Object position labeling entries
╭──
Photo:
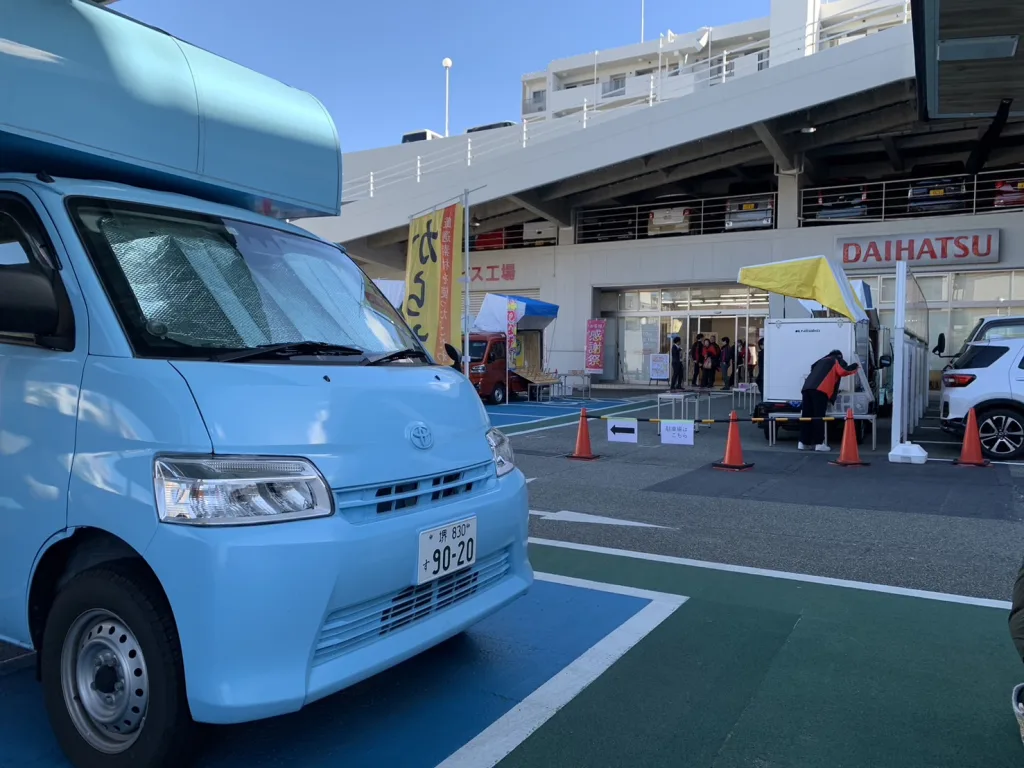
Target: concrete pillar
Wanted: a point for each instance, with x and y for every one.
(787, 206)
(794, 30)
╰──
Goal of the exercise: Copy out the text lines of every item above word for word, leaving the pictures out.

Result below:
Photo:
Target: concrete pillar
Wanted: a point for each instance, with x and y for every one.
(787, 206)
(794, 30)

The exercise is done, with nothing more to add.